## Exercise brief
Because only the text is wanted, repeat the records below exactly and omit the pictures.

## Study material

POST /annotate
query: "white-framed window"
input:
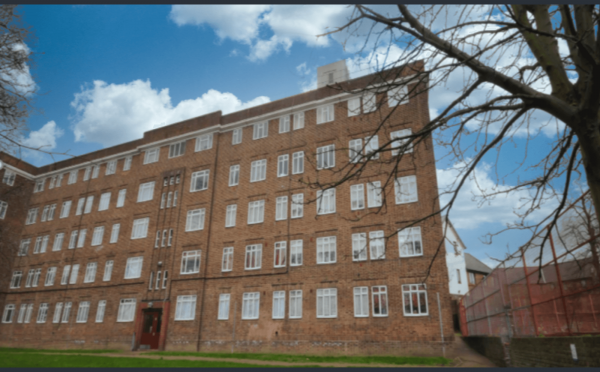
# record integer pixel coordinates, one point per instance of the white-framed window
(204, 142)
(230, 215)
(377, 245)
(199, 180)
(107, 271)
(261, 130)
(281, 208)
(253, 257)
(236, 136)
(227, 263)
(406, 189)
(326, 201)
(250, 305)
(284, 124)
(409, 242)
(195, 219)
(114, 234)
(82, 312)
(414, 300)
(279, 305)
(140, 228)
(101, 310)
(176, 149)
(234, 175)
(398, 96)
(326, 250)
(327, 303)
(90, 272)
(121, 198)
(324, 114)
(190, 262)
(133, 269)
(224, 306)
(359, 247)
(361, 302)
(326, 157)
(126, 310)
(146, 191)
(104, 201)
(151, 155)
(398, 143)
(258, 170)
(283, 165)
(256, 211)
(279, 255)
(186, 308)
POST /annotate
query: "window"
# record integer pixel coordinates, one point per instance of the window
(327, 303)
(256, 211)
(107, 271)
(230, 215)
(279, 305)
(66, 208)
(253, 256)
(90, 272)
(234, 175)
(146, 191)
(126, 310)
(280, 253)
(227, 263)
(100, 311)
(151, 155)
(281, 208)
(284, 124)
(406, 189)
(195, 220)
(359, 247)
(377, 245)
(236, 136)
(50, 276)
(186, 308)
(283, 165)
(361, 302)
(199, 180)
(324, 114)
(9, 177)
(176, 149)
(326, 250)
(250, 305)
(121, 198)
(114, 234)
(224, 306)
(140, 228)
(299, 120)
(409, 242)
(398, 144)
(104, 201)
(133, 269)
(261, 130)
(414, 299)
(326, 201)
(326, 157)
(258, 170)
(204, 142)
(190, 262)
(398, 96)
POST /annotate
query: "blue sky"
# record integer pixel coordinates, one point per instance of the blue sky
(107, 73)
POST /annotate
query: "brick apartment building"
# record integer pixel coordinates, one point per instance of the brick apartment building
(203, 235)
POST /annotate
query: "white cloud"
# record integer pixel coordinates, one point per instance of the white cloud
(115, 113)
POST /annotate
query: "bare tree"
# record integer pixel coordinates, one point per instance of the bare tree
(512, 67)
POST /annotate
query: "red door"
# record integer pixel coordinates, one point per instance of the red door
(151, 329)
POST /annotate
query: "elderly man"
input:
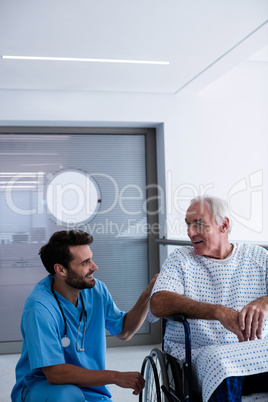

## Solution to the problem
POST /annotate
query: "white-framed window"
input:
# record integer pixel coordinates, one point per instance of the white-framed window
(204, 142)
(230, 215)
(377, 245)
(199, 180)
(107, 271)
(261, 130)
(281, 208)
(253, 257)
(236, 136)
(227, 263)
(406, 189)
(326, 201)
(250, 305)
(284, 124)
(409, 242)
(195, 219)
(114, 234)
(82, 312)
(414, 300)
(279, 305)
(140, 228)
(101, 310)
(176, 149)
(234, 175)
(398, 96)
(326, 250)
(327, 303)
(90, 272)
(121, 198)
(324, 114)
(190, 262)
(133, 269)
(224, 306)
(359, 247)
(361, 302)
(326, 157)
(126, 310)
(146, 191)
(104, 201)
(151, 155)
(398, 143)
(258, 170)
(283, 165)
(256, 211)
(279, 255)
(186, 308)
POST /annotate
query: "window"
# record integer pixel coordinates, one point per instance of the window
(327, 303)
(256, 211)
(107, 271)
(230, 215)
(279, 305)
(66, 208)
(253, 256)
(90, 272)
(234, 175)
(146, 191)
(126, 310)
(280, 253)
(227, 263)
(100, 311)
(151, 155)
(281, 208)
(284, 124)
(406, 189)
(195, 220)
(359, 247)
(377, 245)
(236, 136)
(50, 276)
(186, 308)
(283, 165)
(361, 302)
(199, 180)
(324, 114)
(9, 177)
(176, 149)
(326, 250)
(250, 305)
(121, 198)
(114, 234)
(224, 306)
(140, 228)
(299, 120)
(409, 242)
(398, 144)
(104, 201)
(133, 269)
(261, 130)
(414, 299)
(326, 201)
(326, 157)
(258, 170)
(204, 142)
(190, 262)
(398, 96)
POST /annotate
query: "blue sky"
# record integer pixel coordinates, one point per instance of the blue sky
(107, 73)
POST /annotate
query: "brick apartment building"
# record integer pixel coordinates, one point per instance of the brick apartment building
(203, 235)
POST /annotate
query: "white cloud"
# record integer pixel coordinates, one point per instance of the white cloud
(115, 113)
POST /annotate
query: "bare tree"
# record integer pixel coordinates, one point per instance of the bare tree
(512, 67)
POST /annotate
query: "red door"
# record integer pixel coordinates, one point per instance of the red door
(151, 329)
POST /annotate
query: "elderly man"
input:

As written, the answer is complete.